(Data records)
:::

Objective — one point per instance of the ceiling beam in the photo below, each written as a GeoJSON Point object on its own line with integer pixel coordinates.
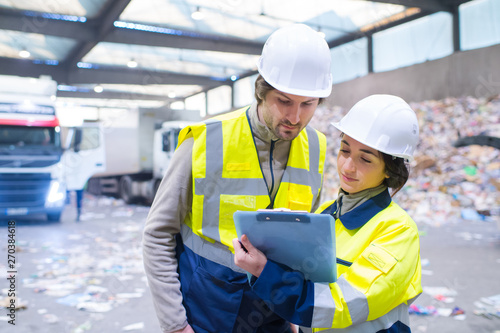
{"type": "Point", "coordinates": [107, 94]}
{"type": "Point", "coordinates": [16, 21]}
{"type": "Point", "coordinates": [427, 5]}
{"type": "Point", "coordinates": [140, 77]}
{"type": "Point", "coordinates": [88, 34]}
{"type": "Point", "coordinates": [27, 68]}
{"type": "Point", "coordinates": [361, 34]}
{"type": "Point", "coordinates": [183, 40]}
{"type": "Point", "coordinates": [104, 24]}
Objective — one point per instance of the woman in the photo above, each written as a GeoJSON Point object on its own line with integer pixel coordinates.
{"type": "Point", "coordinates": [377, 243]}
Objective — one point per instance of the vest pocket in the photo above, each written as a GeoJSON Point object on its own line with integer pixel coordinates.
{"type": "Point", "coordinates": [299, 197]}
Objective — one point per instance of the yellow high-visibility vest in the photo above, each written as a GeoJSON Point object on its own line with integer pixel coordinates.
{"type": "Point", "coordinates": [227, 176]}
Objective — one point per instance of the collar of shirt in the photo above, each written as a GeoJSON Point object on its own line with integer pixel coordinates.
{"type": "Point", "coordinates": [363, 213]}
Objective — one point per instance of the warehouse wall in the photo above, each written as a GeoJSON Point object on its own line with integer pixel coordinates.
{"type": "Point", "coordinates": [468, 73]}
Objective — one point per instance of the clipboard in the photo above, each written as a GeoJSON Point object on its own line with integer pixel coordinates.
{"type": "Point", "coordinates": [302, 241]}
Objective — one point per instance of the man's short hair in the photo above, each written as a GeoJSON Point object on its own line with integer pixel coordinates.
{"type": "Point", "coordinates": [262, 88]}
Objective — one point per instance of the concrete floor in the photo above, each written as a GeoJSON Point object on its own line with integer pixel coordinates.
{"type": "Point", "coordinates": [100, 258]}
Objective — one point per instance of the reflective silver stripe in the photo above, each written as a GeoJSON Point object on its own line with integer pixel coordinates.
{"type": "Point", "coordinates": [310, 177]}
{"type": "Point", "coordinates": [356, 301]}
{"type": "Point", "coordinates": [399, 313]}
{"type": "Point", "coordinates": [213, 185]}
{"type": "Point", "coordinates": [324, 305]}
{"type": "Point", "coordinates": [215, 252]}
{"type": "Point", "coordinates": [411, 300]}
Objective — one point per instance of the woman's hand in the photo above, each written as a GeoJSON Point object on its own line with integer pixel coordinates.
{"type": "Point", "coordinates": [187, 329]}
{"type": "Point", "coordinates": [248, 257]}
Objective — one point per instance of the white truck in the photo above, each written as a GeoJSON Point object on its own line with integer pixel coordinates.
{"type": "Point", "coordinates": [35, 169]}
{"type": "Point", "coordinates": [139, 144]}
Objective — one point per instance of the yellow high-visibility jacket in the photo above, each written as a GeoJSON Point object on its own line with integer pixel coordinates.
{"type": "Point", "coordinates": [378, 274]}
{"type": "Point", "coordinates": [227, 177]}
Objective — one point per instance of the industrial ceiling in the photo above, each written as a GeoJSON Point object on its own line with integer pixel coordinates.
{"type": "Point", "coordinates": [167, 50]}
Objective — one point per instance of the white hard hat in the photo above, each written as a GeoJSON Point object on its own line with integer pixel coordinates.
{"type": "Point", "coordinates": [383, 122]}
{"type": "Point", "coordinates": [296, 60]}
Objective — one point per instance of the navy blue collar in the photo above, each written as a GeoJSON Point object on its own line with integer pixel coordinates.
{"type": "Point", "coordinates": [357, 217]}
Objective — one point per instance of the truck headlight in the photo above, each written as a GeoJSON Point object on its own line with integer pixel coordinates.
{"type": "Point", "coordinates": [57, 194]}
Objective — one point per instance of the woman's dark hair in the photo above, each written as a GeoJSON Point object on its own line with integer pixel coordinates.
{"type": "Point", "coordinates": [397, 170]}
{"type": "Point", "coordinates": [262, 88]}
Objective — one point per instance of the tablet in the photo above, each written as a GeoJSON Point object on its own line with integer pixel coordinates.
{"type": "Point", "coordinates": [302, 241]}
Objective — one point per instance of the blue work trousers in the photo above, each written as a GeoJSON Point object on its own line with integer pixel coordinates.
{"type": "Point", "coordinates": [219, 300]}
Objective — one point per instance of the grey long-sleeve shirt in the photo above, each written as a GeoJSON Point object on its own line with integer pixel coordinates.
{"type": "Point", "coordinates": [170, 206]}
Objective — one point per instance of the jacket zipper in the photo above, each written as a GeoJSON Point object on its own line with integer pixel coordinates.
{"type": "Point", "coordinates": [344, 262]}
{"type": "Point", "coordinates": [271, 151]}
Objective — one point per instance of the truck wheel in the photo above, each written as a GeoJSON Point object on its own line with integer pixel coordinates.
{"type": "Point", "coordinates": [54, 217]}
{"type": "Point", "coordinates": [125, 189]}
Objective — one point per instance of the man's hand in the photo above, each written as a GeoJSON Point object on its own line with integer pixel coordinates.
{"type": "Point", "coordinates": [186, 329]}
{"type": "Point", "coordinates": [248, 257]}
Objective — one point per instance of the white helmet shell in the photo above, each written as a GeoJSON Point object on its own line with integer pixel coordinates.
{"type": "Point", "coordinates": [296, 60]}
{"type": "Point", "coordinates": [383, 122]}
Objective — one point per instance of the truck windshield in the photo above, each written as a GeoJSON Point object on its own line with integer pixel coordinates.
{"type": "Point", "coordinates": [22, 136]}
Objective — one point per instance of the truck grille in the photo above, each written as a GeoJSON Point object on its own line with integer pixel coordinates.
{"type": "Point", "coordinates": [23, 189]}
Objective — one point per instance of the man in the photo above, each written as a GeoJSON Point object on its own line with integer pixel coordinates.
{"type": "Point", "coordinates": [262, 156]}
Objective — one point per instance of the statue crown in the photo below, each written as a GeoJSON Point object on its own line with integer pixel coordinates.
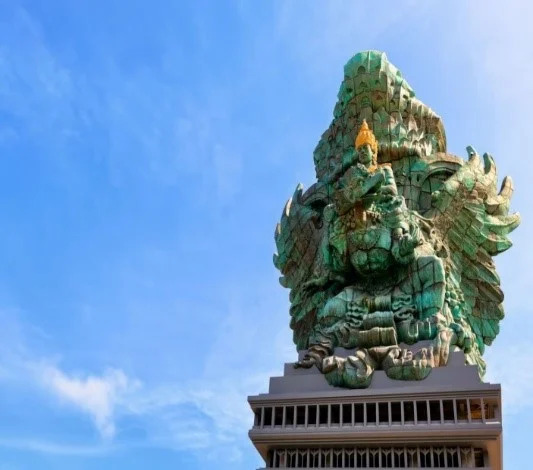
{"type": "Point", "coordinates": [366, 136]}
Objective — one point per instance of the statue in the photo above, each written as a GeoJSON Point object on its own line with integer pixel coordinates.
{"type": "Point", "coordinates": [389, 254]}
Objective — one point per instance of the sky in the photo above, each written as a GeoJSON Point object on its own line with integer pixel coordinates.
{"type": "Point", "coordinates": [146, 152]}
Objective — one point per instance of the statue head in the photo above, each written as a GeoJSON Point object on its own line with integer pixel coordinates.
{"type": "Point", "coordinates": [366, 146]}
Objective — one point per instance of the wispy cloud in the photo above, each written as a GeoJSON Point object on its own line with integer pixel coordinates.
{"type": "Point", "coordinates": [53, 448]}
{"type": "Point", "coordinates": [94, 395]}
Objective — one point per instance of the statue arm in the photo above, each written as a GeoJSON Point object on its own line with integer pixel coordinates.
{"type": "Point", "coordinates": [389, 183]}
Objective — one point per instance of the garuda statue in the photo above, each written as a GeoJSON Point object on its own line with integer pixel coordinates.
{"type": "Point", "coordinates": [389, 254]}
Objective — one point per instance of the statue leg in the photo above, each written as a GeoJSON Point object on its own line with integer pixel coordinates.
{"type": "Point", "coordinates": [429, 283]}
{"type": "Point", "coordinates": [323, 340]}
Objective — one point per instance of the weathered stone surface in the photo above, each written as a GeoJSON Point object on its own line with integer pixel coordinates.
{"type": "Point", "coordinates": [394, 242]}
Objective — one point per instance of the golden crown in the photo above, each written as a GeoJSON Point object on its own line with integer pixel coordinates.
{"type": "Point", "coordinates": [366, 136]}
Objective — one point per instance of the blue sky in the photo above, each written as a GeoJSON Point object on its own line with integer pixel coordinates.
{"type": "Point", "coordinates": [146, 151]}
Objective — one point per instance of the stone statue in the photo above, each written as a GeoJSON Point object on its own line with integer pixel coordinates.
{"type": "Point", "coordinates": [389, 254]}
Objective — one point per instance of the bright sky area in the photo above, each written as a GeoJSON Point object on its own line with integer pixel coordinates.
{"type": "Point", "coordinates": [147, 150]}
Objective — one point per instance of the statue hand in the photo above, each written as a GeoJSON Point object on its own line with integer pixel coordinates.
{"type": "Point", "coordinates": [314, 284]}
{"type": "Point", "coordinates": [464, 339]}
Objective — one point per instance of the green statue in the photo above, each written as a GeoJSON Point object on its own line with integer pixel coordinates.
{"type": "Point", "coordinates": [389, 254]}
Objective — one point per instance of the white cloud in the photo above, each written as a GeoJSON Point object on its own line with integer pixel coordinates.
{"type": "Point", "coordinates": [96, 396]}
{"type": "Point", "coordinates": [53, 448]}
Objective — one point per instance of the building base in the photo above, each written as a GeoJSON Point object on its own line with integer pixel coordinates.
{"type": "Point", "coordinates": [449, 420]}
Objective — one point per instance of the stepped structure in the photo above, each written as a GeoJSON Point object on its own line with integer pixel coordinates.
{"type": "Point", "coordinates": [394, 293]}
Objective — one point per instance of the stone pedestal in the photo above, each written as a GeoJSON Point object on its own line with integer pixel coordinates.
{"type": "Point", "coordinates": [449, 420]}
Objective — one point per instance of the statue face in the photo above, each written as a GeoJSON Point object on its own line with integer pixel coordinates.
{"type": "Point", "coordinates": [365, 154]}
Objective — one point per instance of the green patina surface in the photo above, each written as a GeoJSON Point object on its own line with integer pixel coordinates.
{"type": "Point", "coordinates": [382, 256]}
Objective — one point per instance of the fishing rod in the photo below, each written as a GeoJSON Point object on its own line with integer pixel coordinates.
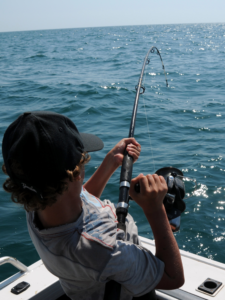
{"type": "Point", "coordinates": [173, 201]}
{"type": "Point", "coordinates": [113, 288]}
{"type": "Point", "coordinates": [127, 164]}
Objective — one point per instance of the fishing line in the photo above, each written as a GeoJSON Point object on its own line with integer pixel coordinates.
{"type": "Point", "coordinates": [195, 183]}
{"type": "Point", "coordinates": [149, 137]}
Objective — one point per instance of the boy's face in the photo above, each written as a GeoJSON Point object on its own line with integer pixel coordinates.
{"type": "Point", "coordinates": [82, 173]}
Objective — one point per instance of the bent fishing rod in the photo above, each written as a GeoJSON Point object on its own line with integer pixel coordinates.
{"type": "Point", "coordinates": [127, 165]}
{"type": "Point", "coordinates": [113, 288]}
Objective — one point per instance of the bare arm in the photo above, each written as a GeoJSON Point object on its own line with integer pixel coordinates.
{"type": "Point", "coordinates": [153, 189]}
{"type": "Point", "coordinates": [96, 184]}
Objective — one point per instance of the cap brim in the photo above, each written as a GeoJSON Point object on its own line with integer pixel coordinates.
{"type": "Point", "coordinates": [91, 142]}
{"type": "Point", "coordinates": [166, 171]}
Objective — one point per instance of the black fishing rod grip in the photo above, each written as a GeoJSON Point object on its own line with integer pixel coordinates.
{"type": "Point", "coordinates": [125, 179]}
{"type": "Point", "coordinates": [126, 169]}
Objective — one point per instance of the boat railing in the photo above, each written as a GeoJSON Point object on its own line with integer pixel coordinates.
{"type": "Point", "coordinates": [16, 263]}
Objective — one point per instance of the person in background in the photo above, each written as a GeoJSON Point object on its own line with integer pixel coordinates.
{"type": "Point", "coordinates": [74, 232]}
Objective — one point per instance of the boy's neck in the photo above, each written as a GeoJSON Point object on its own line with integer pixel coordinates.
{"type": "Point", "coordinates": [65, 210]}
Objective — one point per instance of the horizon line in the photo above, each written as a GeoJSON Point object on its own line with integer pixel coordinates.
{"type": "Point", "coordinates": [110, 26]}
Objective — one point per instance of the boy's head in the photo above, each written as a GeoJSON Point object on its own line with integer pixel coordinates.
{"type": "Point", "coordinates": [40, 150]}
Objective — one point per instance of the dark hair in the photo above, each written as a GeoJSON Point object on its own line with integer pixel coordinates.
{"type": "Point", "coordinates": [32, 201]}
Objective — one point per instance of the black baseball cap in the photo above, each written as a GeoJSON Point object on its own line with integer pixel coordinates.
{"type": "Point", "coordinates": [45, 145]}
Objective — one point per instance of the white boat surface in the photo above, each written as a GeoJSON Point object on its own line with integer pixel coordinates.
{"type": "Point", "coordinates": [197, 269]}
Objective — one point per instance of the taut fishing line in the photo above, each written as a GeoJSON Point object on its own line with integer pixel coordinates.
{"type": "Point", "coordinates": [149, 137]}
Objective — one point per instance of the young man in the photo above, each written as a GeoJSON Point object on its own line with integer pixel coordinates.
{"type": "Point", "coordinates": [73, 231]}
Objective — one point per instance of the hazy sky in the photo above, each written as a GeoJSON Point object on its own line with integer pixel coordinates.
{"type": "Point", "coordinates": [50, 14]}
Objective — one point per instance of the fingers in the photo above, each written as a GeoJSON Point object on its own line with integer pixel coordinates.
{"type": "Point", "coordinates": [133, 149]}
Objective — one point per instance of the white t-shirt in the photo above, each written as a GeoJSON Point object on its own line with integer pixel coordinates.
{"type": "Point", "coordinates": [91, 251]}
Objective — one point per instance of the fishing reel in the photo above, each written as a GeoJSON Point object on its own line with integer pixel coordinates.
{"type": "Point", "coordinates": [173, 200]}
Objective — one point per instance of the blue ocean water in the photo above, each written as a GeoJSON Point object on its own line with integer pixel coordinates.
{"type": "Point", "coordinates": [90, 74]}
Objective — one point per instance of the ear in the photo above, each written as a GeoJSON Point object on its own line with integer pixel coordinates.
{"type": "Point", "coordinates": [78, 178]}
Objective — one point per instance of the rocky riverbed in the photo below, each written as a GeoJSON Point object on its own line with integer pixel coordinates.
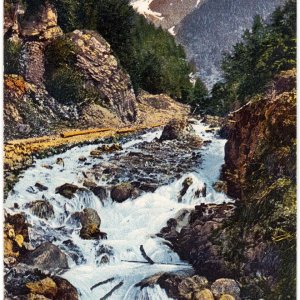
{"type": "Point", "coordinates": [112, 213]}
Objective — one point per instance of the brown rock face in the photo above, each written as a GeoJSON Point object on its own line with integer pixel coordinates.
{"type": "Point", "coordinates": [33, 62]}
{"type": "Point", "coordinates": [43, 26]}
{"type": "Point", "coordinates": [46, 287]}
{"type": "Point", "coordinates": [102, 70]}
{"type": "Point", "coordinates": [194, 241]}
{"type": "Point", "coordinates": [251, 124]}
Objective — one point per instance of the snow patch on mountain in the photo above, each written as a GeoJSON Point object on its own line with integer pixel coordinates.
{"type": "Point", "coordinates": [142, 7]}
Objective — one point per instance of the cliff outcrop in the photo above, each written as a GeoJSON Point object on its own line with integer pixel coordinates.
{"type": "Point", "coordinates": [266, 121]}
{"type": "Point", "coordinates": [63, 81]}
{"type": "Point", "coordinates": [253, 241]}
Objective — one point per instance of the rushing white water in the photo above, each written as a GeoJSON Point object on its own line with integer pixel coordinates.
{"type": "Point", "coordinates": [128, 224]}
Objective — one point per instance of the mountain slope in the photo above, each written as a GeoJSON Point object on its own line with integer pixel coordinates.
{"type": "Point", "coordinates": [214, 27]}
{"type": "Point", "coordinates": [165, 13]}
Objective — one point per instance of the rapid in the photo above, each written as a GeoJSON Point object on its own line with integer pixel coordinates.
{"type": "Point", "coordinates": [117, 262]}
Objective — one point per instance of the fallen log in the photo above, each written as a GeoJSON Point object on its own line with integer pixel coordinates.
{"type": "Point", "coordinates": [113, 289]}
{"type": "Point", "coordinates": [151, 262]}
{"type": "Point", "coordinates": [83, 132]}
{"type": "Point", "coordinates": [156, 263]}
{"type": "Point", "coordinates": [102, 282]}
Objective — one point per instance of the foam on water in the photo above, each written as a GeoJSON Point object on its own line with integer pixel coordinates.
{"type": "Point", "coordinates": [128, 224]}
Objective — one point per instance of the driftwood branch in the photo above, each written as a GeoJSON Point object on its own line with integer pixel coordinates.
{"type": "Point", "coordinates": [112, 290]}
{"type": "Point", "coordinates": [157, 263]}
{"type": "Point", "coordinates": [102, 282]}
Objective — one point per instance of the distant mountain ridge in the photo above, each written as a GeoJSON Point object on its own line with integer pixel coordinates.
{"type": "Point", "coordinates": [206, 28]}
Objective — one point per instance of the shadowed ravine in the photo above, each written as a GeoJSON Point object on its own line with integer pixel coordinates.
{"type": "Point", "coordinates": [101, 268]}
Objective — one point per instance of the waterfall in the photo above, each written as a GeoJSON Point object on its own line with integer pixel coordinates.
{"type": "Point", "coordinates": [128, 224]}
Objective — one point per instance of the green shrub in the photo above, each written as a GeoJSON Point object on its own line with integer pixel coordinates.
{"type": "Point", "coordinates": [66, 85]}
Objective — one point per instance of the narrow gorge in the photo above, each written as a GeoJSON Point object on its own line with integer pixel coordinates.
{"type": "Point", "coordinates": [125, 177]}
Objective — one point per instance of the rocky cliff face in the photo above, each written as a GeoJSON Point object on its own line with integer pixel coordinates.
{"type": "Point", "coordinates": [30, 109]}
{"type": "Point", "coordinates": [257, 235]}
{"type": "Point", "coordinates": [263, 120]}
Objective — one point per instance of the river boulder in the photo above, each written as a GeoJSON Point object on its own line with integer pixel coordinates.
{"type": "Point", "coordinates": [68, 190]}
{"type": "Point", "coordinates": [45, 287]}
{"type": "Point", "coordinates": [100, 192]}
{"type": "Point", "coordinates": [90, 222]}
{"type": "Point", "coordinates": [90, 216]}
{"type": "Point", "coordinates": [46, 257]}
{"type": "Point", "coordinates": [205, 294]}
{"type": "Point", "coordinates": [122, 192]}
{"type": "Point", "coordinates": [41, 208]}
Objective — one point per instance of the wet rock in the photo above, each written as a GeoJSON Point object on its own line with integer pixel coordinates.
{"type": "Point", "coordinates": [41, 187]}
{"type": "Point", "coordinates": [205, 294]}
{"type": "Point", "coordinates": [67, 190]}
{"type": "Point", "coordinates": [90, 222]}
{"type": "Point", "coordinates": [227, 297]}
{"type": "Point", "coordinates": [185, 186]}
{"type": "Point", "coordinates": [226, 286]}
{"type": "Point", "coordinates": [42, 209]}
{"type": "Point", "coordinates": [170, 283]}
{"type": "Point", "coordinates": [220, 186]}
{"type": "Point", "coordinates": [65, 290]}
{"type": "Point", "coordinates": [90, 216]}
{"type": "Point", "coordinates": [60, 161]}
{"type": "Point", "coordinates": [15, 235]}
{"type": "Point", "coordinates": [32, 190]}
{"type": "Point", "coordinates": [46, 257]}
{"type": "Point", "coordinates": [73, 251]}
{"type": "Point", "coordinates": [47, 166]}
{"type": "Point", "coordinates": [100, 192]}
{"type": "Point", "coordinates": [196, 241]}
{"type": "Point", "coordinates": [174, 130]}
{"type": "Point", "coordinates": [104, 253]}
{"type": "Point", "coordinates": [74, 219]}
{"type": "Point", "coordinates": [36, 297]}
{"type": "Point", "coordinates": [25, 282]}
{"type": "Point", "coordinates": [122, 192]}
{"type": "Point", "coordinates": [190, 285]}
{"type": "Point", "coordinates": [90, 232]}
{"type": "Point", "coordinates": [96, 153]}
{"type": "Point", "coordinates": [201, 191]}
{"type": "Point", "coordinates": [17, 278]}
{"type": "Point", "coordinates": [46, 287]}
{"type": "Point", "coordinates": [89, 184]}
{"type": "Point", "coordinates": [110, 148]}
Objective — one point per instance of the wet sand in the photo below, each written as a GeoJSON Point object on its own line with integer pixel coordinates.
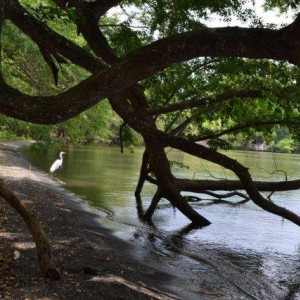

:::

### What the exercise asks
Tally the lines of the data above that contain the string "visibility", matching case exactly. Give only the number.

### Output of the task
2